● **Your task**
Write out all the entries word for word, but skip any images.

[Collected data]

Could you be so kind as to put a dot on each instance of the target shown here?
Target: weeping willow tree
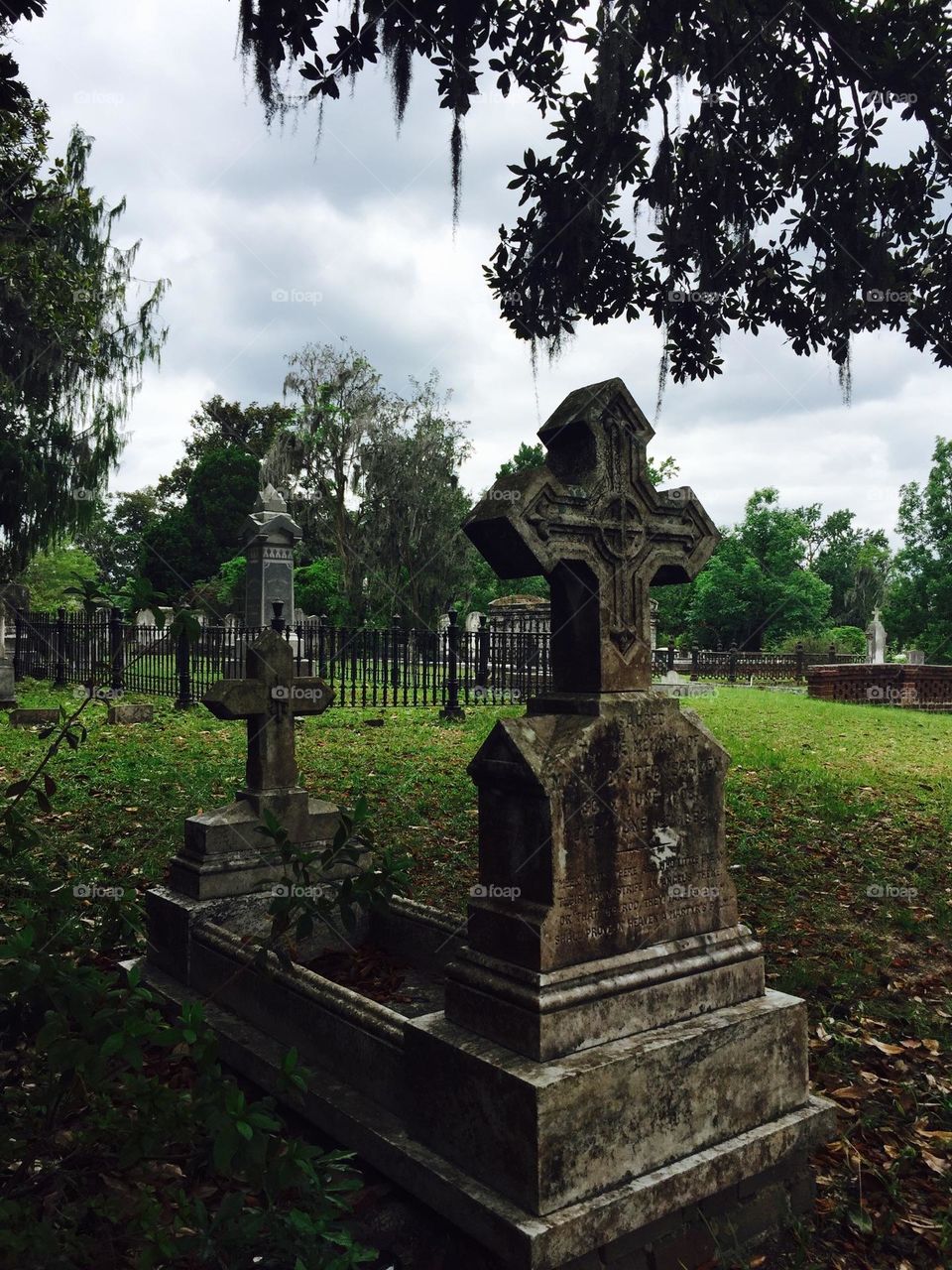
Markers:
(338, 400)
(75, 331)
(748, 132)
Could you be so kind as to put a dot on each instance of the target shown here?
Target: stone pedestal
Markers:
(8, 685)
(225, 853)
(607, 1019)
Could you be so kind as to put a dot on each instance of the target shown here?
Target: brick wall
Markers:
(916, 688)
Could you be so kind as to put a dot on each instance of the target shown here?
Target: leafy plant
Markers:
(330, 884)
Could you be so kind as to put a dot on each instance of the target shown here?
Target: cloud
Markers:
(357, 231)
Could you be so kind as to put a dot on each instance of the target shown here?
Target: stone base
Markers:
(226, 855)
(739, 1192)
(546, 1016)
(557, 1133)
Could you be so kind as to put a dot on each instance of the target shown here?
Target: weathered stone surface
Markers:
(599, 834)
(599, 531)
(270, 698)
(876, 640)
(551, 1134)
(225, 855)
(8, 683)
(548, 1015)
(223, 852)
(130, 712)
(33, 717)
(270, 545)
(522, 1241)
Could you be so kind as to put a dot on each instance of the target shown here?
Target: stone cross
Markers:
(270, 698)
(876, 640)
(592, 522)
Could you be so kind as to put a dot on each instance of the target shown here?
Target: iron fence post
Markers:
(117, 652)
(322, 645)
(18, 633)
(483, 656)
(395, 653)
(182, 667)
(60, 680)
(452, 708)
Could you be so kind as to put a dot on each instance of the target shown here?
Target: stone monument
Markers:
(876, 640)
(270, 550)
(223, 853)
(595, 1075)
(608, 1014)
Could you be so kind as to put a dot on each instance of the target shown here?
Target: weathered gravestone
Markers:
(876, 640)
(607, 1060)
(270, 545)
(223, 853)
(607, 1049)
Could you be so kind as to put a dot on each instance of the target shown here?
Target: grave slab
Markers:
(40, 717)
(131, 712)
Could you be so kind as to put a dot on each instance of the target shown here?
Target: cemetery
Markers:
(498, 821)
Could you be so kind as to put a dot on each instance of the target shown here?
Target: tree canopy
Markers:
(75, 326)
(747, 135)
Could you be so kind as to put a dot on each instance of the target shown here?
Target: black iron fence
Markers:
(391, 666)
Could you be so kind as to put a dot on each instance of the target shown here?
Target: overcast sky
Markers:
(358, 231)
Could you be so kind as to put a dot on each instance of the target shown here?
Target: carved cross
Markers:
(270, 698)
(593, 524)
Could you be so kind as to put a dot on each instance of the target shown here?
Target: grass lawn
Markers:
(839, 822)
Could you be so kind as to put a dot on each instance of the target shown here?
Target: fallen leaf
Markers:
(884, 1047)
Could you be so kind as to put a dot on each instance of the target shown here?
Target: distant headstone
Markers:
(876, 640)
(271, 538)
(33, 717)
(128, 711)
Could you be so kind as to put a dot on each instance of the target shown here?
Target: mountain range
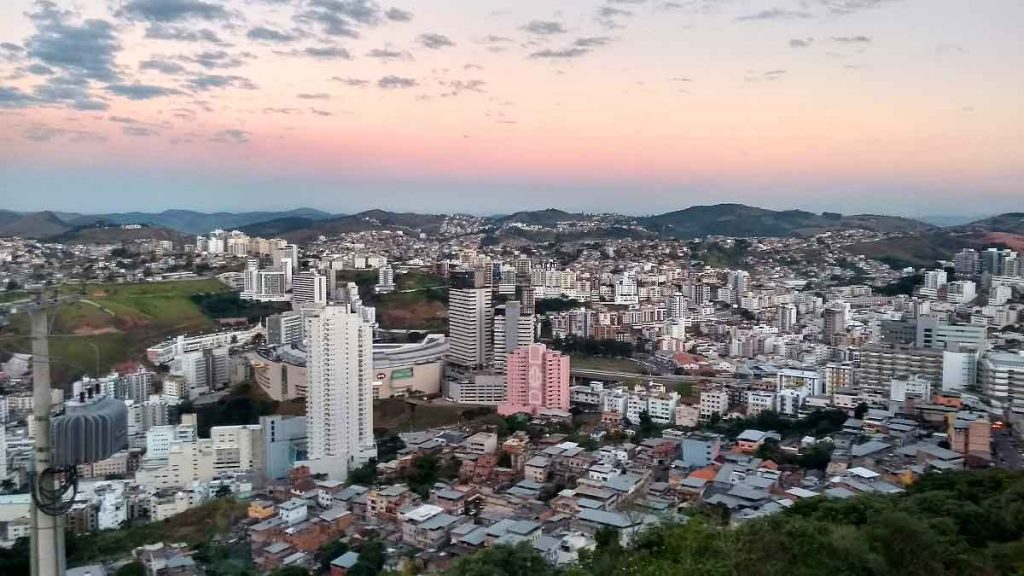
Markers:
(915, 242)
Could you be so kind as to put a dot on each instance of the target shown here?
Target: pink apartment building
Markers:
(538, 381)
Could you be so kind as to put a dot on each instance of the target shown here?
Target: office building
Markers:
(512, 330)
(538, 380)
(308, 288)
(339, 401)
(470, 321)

● **Written response**
Could you be so kind as to put a dot on each instance of the target shown here?
Target: weeping willow tree
Markers:
(338, 400)
(75, 331)
(748, 132)
Could you be so kind as to put a dot on each instance of the target shown here?
Target: stone pedestal
Markers:
(8, 685)
(225, 853)
(607, 1019)
Could you be so kind as to put a dot on each instance of the target shown here?
Target: brick wall
Markers:
(916, 688)
Could you be so kind as to put a dot on each instance of the target shown here?
Target: leafy plant
Markers:
(330, 884)
Could you be so kind as to put a dot on each instance of the target shown here?
Target: cloud
Markers:
(357, 231)
Could you be so kind as to put a dot on each instance of the target shown here?
Target: stone base
Markers:
(226, 855)
(739, 1192)
(546, 1016)
(557, 1133)
Could you be so kind as to put a dot on each instance of the target shown here?
Target: weathered stone surface
Markers:
(599, 834)
(599, 531)
(270, 698)
(876, 640)
(551, 1134)
(225, 855)
(8, 683)
(548, 1015)
(223, 852)
(130, 712)
(33, 717)
(270, 545)
(522, 1241)
Could you be so kind as to put a dot on each instance of the target shown here?
Target: stone cross
Markers:
(270, 698)
(876, 640)
(592, 522)
Could you be so kind as to put a dot on each instance of the target shown here?
Target: iron fence post
Markers:
(117, 652)
(322, 645)
(18, 633)
(483, 656)
(395, 653)
(182, 667)
(60, 680)
(452, 708)
Could you be so kind as to put a dot on each instance of the target shown here?
Target: stone monument
Markers:
(876, 640)
(270, 550)
(223, 853)
(595, 1075)
(608, 1014)
Could you be so kind as to put a dot on each instance of the target shown here?
Target: weathered gravestone
Markers:
(876, 640)
(607, 1060)
(270, 545)
(223, 853)
(607, 1049)
Could you be so kind as to put a dot on each instance of the target shown here?
Target: grave slab
Markers:
(40, 717)
(131, 712)
Could you be so kind as to put a dot on each instance of the target shown here?
Target: cemetery
Markers:
(498, 821)
Could you be so kind as to put a dot on each instance of the target shown here?
Target: tree canopy
Markers:
(75, 326)
(747, 135)
Could you be so kind as to put a dot on each instance of the target shown here?
Target: black iron fence
Markers:
(391, 666)
Could you be so kind as to put a dot on each instance of the target shown here?
Target: overcast sky
Markers:
(358, 231)
Could you be so kind as to put a dot on each instance of the target shown here?
Target: carved cross
Markers:
(270, 698)
(593, 524)
Could you be so kind as to put a dot on each instance of the target shown here?
Target: grass lawn
Markers:
(839, 822)
Could you be so kind as to put a dot on each instance of the target shown here?
Target: fallen leaf
Markers:
(884, 1047)
Could you be so kind as to put a dot on each instance of the target shown here?
Target: distant headstone
Markers:
(876, 640)
(271, 538)
(33, 717)
(128, 711)
Could you be so kind as to put a dot on each instance of the target shown here?
Target: mountain range
Markers:
(915, 242)
Could you be so kind as to put a dot on each instance of the target shown here?
Target: pink apartment building
Markers:
(538, 381)
Could you be so kind as to put a dot on each instance of the target shown here?
Target: office building
Markers:
(512, 330)
(538, 380)
(308, 288)
(339, 401)
(470, 321)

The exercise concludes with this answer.